Pick up the cycling column below where it stops and keep writing it.

TEXT:
⟨

You know how much I like a “what we’ve learned” column, and this feels like a good day to sit down and take stock, with two major Italian classics and two big stage races wrapped up, plus a few lesser races. My big takeaway this week is that we haven’t really learned anything. So, instead of things we’ve learned, here is a review of a few things that we already knew that have been comprehensively confirmed. To wit:
Remco Evenpoel is beyond meaningful comparison
Maybe some of you can help, because I’m sure there’s a pattern in his racing so far this year but I can’t quite put my finger on it. He’s been in four races. In San Juan he won the critical time trial and the overall. In the Algarve he won both the critical time trial and the Queen stage, and the overall. In Burgos, he won the Queen stage and the overall. This week, in Poland, he won the Queen stage and the overall. What’s the common thread?

⟩

SUPPLIED DATA:
⟨

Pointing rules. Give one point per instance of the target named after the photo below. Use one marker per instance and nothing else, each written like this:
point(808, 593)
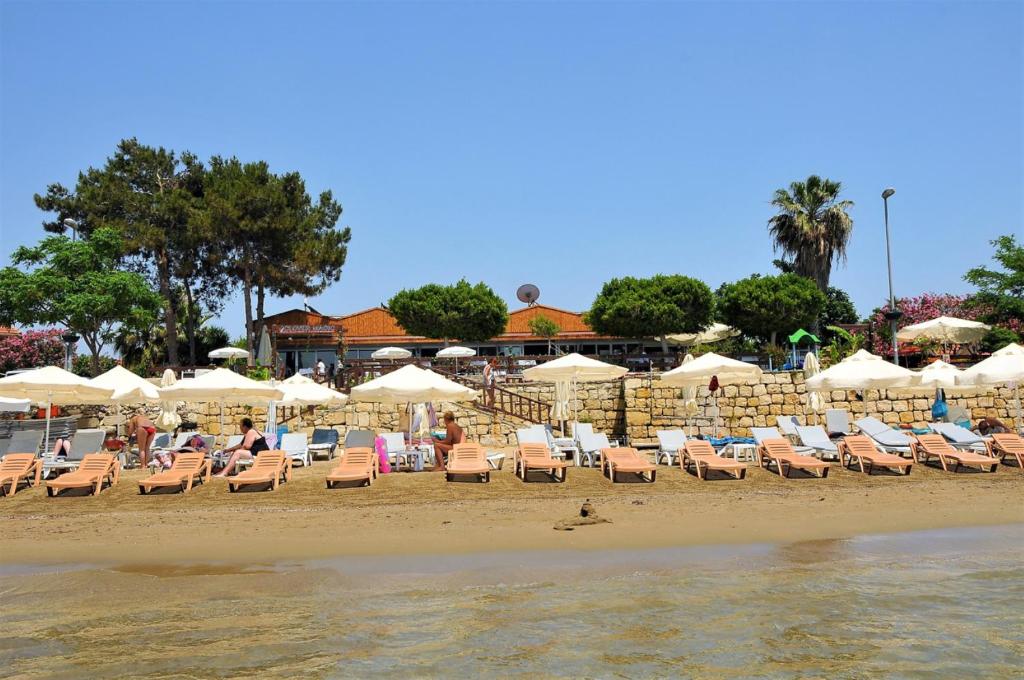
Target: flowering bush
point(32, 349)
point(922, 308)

⟩
⟨

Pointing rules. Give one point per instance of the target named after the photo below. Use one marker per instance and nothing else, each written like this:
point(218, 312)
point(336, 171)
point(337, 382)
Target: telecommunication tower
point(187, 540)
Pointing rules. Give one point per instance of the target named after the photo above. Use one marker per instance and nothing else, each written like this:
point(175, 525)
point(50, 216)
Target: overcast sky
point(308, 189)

⟩

ANSWER TO THIS TASK:
His season last year (winning San Seb, Tour of Belgium and taking 2nd in the TT worlds) was extraordinary and showed that his U-18 promise was going to come through in the pros, earlier than many of us thought. I just didn’t think he could be this good this fast, but I’m officially done with making predictions on this kid’s ceiling. Not only is he a fantastically aggressive rider and clearly the most talented Belgian cyclist in decades, but his particular skills (climbing and time trialling) just happen to be the two critical elements of stage-racing success.
Does he win the Giro? I don’t know. If he does, he’d be the youngest winner since Fausto Coppi in 1940, who (I think – but check my maths) was a month or so younger. He’d be winning in his first grand tour. He’d be doing it against deeper fields than Coppi had to face, with the world’s best coming to Italy. It seems hugely unlikely. But so does everything else he’s done to date. Logic goes out of the window with him. When the Tour of Poland is the lead story ahead of Milan – San Remo, you know you’re onto something special. Look out for him in Il Lombardia, the Giro, and every other race he suits up for.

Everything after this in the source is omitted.